PROBLEM TO WORK ON — Count the lines below that contain the word "hind" and give only that number.

RECORDS SHOWN —

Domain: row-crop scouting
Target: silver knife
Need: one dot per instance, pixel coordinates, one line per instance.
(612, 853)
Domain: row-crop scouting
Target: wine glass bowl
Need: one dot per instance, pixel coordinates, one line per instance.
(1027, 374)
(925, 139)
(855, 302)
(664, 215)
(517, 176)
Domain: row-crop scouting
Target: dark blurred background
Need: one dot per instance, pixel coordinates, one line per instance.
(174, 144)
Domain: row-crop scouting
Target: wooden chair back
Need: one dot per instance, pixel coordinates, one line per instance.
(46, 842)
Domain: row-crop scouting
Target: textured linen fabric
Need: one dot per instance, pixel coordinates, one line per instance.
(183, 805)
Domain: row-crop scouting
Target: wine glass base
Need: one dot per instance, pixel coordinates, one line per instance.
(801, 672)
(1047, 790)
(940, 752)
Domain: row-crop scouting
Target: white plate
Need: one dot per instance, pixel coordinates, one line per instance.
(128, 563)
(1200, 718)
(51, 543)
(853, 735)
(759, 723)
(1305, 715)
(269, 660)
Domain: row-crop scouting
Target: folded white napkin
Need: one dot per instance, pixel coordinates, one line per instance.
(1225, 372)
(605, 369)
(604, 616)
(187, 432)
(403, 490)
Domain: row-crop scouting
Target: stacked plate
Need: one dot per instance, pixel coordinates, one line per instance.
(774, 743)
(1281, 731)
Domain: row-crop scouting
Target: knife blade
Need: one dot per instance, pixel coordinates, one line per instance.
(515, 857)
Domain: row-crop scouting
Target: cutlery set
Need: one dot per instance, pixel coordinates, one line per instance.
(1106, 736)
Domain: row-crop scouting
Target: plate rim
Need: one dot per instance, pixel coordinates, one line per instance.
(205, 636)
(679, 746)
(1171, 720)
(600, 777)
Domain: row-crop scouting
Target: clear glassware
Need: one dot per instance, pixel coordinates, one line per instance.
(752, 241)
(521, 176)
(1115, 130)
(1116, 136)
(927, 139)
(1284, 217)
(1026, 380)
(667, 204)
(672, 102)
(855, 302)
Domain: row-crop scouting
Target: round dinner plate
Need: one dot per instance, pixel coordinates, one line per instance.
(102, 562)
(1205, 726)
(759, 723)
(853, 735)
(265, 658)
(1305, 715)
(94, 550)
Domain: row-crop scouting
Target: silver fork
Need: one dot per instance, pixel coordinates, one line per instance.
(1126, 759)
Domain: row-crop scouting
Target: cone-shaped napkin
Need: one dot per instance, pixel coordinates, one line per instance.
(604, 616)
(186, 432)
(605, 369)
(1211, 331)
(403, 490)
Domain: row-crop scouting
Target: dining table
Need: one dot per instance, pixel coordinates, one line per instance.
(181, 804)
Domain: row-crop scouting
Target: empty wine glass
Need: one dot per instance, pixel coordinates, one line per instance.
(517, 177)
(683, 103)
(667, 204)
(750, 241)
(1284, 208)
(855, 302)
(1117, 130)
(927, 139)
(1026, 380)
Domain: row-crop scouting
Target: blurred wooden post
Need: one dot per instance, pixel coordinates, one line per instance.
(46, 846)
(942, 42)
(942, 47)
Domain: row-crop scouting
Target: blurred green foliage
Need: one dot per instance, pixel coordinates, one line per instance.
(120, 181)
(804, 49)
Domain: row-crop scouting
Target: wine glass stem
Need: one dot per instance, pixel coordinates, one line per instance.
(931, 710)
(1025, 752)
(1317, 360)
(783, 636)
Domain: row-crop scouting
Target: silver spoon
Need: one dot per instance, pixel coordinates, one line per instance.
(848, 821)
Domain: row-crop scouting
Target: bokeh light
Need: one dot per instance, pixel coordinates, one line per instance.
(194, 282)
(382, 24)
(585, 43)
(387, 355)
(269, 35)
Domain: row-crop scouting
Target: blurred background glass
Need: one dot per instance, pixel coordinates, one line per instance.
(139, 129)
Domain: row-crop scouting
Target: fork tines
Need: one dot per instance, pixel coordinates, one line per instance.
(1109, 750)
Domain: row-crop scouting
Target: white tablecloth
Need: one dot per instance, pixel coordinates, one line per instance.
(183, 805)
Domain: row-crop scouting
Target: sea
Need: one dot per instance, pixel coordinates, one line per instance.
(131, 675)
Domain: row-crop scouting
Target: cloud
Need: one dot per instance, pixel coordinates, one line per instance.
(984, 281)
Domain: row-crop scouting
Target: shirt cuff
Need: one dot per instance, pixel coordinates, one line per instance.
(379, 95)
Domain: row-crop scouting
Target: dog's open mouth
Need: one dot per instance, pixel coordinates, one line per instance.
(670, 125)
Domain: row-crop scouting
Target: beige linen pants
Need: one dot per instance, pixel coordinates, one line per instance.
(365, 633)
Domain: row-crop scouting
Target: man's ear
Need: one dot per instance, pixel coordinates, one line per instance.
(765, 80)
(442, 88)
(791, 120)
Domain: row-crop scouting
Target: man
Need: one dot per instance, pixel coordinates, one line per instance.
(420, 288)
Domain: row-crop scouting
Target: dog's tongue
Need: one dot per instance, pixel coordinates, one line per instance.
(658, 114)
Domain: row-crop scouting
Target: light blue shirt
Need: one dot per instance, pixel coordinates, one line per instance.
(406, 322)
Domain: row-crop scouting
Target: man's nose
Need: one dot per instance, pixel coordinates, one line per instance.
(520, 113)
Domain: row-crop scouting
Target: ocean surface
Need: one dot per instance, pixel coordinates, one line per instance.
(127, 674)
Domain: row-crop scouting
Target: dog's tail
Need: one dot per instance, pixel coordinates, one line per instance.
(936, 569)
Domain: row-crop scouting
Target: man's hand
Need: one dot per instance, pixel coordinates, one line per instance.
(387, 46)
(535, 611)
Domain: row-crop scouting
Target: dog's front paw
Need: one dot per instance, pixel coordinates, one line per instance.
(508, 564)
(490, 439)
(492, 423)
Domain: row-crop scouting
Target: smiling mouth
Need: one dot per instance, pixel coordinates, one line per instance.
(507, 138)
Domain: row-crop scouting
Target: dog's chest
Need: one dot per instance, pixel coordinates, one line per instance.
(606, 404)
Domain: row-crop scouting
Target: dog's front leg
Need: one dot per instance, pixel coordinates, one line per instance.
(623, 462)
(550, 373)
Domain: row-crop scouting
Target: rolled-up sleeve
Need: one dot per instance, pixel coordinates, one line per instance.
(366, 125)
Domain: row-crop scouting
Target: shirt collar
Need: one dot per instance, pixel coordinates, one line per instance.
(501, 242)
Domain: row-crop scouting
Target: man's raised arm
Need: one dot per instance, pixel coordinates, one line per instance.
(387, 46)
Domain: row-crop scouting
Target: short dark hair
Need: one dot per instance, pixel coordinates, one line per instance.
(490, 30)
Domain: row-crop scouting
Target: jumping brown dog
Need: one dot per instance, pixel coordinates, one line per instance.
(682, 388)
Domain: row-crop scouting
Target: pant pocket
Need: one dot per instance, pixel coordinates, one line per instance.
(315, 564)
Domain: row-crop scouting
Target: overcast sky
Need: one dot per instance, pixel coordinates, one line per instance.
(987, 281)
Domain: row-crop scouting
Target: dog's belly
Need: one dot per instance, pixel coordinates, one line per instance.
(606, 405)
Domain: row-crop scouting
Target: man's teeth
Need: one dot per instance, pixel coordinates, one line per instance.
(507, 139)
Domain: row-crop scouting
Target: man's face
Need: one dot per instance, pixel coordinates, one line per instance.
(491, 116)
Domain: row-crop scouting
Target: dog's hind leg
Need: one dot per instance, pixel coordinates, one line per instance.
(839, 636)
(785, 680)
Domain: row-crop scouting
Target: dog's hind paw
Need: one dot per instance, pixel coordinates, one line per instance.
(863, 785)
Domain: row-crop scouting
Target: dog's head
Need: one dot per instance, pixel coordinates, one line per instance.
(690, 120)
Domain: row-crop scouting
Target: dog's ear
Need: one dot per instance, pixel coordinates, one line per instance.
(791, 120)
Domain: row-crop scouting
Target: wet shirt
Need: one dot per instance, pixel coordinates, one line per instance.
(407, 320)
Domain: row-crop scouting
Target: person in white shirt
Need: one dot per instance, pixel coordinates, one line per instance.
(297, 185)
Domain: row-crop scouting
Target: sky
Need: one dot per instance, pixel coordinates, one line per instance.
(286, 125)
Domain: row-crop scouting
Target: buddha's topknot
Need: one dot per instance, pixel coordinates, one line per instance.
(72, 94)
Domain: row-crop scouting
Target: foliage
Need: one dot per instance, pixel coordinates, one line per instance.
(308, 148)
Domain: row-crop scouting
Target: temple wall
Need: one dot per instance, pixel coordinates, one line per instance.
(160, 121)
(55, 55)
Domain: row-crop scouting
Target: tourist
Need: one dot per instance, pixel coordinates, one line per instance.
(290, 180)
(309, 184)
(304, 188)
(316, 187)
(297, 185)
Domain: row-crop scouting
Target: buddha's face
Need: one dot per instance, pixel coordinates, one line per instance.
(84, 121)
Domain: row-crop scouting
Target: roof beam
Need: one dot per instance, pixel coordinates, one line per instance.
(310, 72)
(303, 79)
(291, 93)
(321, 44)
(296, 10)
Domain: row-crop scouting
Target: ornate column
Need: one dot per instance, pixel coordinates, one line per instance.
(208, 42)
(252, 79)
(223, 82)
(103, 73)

THE ANSWER — 2